# Extrait du document
______________________________
Dans sa réponse du 24 mai aux quatre notes distribuées par Churchill, le Secrétaire d’Etat aux Colonies Milner plaide en faveur d’une approche plus mesurée et circonstanciée de la situation en Mésopotamie (37). Milner considère que les sommes dépensées ne correspondent pas à des conditions normales d’occupation. Sans contester le bien-fondé et la nécessité d’administrer et de défendre la Mésopotamie aves des forces réduites, il en critique la précipitation (38). Il considère qu’il est illusoire de penser réduire la garnison sans prendre en compte les menaces sur les positions britanniques tant que l’ensemble de la zone moyen-orientale se trouve dans une situation de totale instabilité. Il est donc impératif, selon lui, de distinguer entre les circonstances présentes et l’élaboration à long terme d’une politique de présence britannique dans la région (39). Tout en reconnaissant la nécessité des économies, il s’oppose à une réduction trop rapide des effectifs en s’interrogeant sur le bien-fondé et les conditions de leur déploiement. En second lieu, il insiste sur l’importance de ne pas se limiter à considérer la situation en Mésopotamie d’un seul point de vue mésopotamien et réaffirme la nécessité de l’inclure dans un ensemble régional (40).
______________________________
# Entrées répertoriées
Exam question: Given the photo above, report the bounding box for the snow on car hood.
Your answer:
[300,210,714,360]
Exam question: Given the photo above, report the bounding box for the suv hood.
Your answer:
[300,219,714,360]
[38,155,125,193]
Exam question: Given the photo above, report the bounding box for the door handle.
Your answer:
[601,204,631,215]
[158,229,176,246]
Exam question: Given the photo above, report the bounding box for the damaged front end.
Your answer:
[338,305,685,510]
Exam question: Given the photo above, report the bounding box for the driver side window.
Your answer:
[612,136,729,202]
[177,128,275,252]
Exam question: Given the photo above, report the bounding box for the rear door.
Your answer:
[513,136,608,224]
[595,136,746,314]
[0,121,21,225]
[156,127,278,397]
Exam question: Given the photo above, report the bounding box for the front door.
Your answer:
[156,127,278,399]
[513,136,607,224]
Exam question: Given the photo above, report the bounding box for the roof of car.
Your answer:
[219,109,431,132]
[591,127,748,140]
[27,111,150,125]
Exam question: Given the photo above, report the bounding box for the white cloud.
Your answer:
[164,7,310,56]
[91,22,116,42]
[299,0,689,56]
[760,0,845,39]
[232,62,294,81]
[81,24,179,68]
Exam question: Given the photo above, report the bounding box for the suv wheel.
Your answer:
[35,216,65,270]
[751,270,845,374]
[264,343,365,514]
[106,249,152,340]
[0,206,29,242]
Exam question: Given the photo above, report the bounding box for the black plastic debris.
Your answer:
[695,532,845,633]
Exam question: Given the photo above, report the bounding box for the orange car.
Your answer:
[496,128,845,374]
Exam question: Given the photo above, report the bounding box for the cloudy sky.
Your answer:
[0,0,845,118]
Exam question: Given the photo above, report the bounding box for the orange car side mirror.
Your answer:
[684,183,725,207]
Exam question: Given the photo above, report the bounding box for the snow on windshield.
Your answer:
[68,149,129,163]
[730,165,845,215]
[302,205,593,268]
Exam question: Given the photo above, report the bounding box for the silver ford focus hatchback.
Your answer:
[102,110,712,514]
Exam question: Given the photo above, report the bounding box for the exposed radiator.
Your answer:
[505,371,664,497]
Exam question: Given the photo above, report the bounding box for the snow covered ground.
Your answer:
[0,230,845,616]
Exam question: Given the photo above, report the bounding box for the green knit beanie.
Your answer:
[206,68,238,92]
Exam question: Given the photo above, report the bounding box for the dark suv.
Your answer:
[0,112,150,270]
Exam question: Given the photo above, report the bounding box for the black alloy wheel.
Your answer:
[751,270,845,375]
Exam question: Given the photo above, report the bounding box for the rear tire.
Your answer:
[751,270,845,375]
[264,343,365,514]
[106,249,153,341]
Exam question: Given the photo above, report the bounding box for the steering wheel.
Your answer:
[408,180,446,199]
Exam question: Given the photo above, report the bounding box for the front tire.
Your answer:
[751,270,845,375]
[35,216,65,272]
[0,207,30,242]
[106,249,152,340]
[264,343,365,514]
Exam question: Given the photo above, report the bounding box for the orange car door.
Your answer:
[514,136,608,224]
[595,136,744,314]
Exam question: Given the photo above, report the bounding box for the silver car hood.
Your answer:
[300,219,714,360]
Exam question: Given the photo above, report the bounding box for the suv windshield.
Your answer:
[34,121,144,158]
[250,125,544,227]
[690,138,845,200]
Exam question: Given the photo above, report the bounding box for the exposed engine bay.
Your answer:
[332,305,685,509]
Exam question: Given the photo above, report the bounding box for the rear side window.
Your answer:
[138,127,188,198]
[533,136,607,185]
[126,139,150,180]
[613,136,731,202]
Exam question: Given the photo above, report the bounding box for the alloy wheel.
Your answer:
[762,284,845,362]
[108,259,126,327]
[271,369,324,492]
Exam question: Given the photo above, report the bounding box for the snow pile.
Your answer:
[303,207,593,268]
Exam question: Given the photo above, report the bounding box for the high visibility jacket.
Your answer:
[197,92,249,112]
______________________________
# Tâches
A: Reformulez sous forme de liste le paragraphe de l'extrait sur la Mésopotamie qui commence par « Dans sa réponse du 24 mai », en conservant ses faits principaux.
B: Poursuivez l'extrait sur la Mésopotamie au-delà de sa dernière phrase.

# Résultats
A:
- Le 24 mai, Milner, secrétaire d'État aux Colonies, répond aux quatre notes distribuées par Churchill et plaide pour une approche plus mesurée et circonstanciée de la situation en Mésopotamie.
- Selon lui, les sommes dépensées ne correspondent pas à des conditions normales d'occupation.
- Il admet la nécessité d'administrer et de défendre la Mésopotamie avec des forces réduites, mais critique la précipitation.
- Il juge illusoire de réduire la garnison sans tenir compte des menaces sur les positions britanniques tant que toute la zone moyen-orientale reste instable.
- Il faut donc distinguer les circonstances présentes de l'élaboration d'une politique britannique à long terme dans la région.
- Il reconnaît la nécessité des économies mais s'oppose à une réduction trop rapide des effectifs et s'interroge sur le bien-fondé et les conditions de leur déploiement.
- Il refuse d'envisager la Mésopotamie d'un seul point de vue mésopotamien et veut l'inclure dans un ensemble régional.

B:
Il évoque la Perse, qui est l’un des éléments du problème dont il ne faut pas sous-estimer l’importance. Pour pouvoir en effet mener à bien la réduction de la garnison en Mésopotamie, la stabilité politique et la pérennisation d’un sentiment pro-britannique dans cet Etat constituent deux facteurs essentiels (41). Il considère en outre qu’une invasion de la Perse par les forces bolchéviques entrainerait le basculement de la région (42). Elle rendrait impossible tout maintien de la Grande-Bretagne sur la zone (43). Parmi les différentes options envisagées, la normalisation des relations entre la Grande-Bretagne et le pouvoir des Bolchéviques aiderait à atténuer les tensions entre les deux régimes, les Russes s’engageant à ne pas provoquer de troubles en Inde, en Asie du Sud-ouest, en Perse et en Afghanistan. Cela permettrait en outre à la Grande-Bretagne de gagner du temps en attendant une clarification de la situation dans les anciennes provinces de l’Empire ottoman (44).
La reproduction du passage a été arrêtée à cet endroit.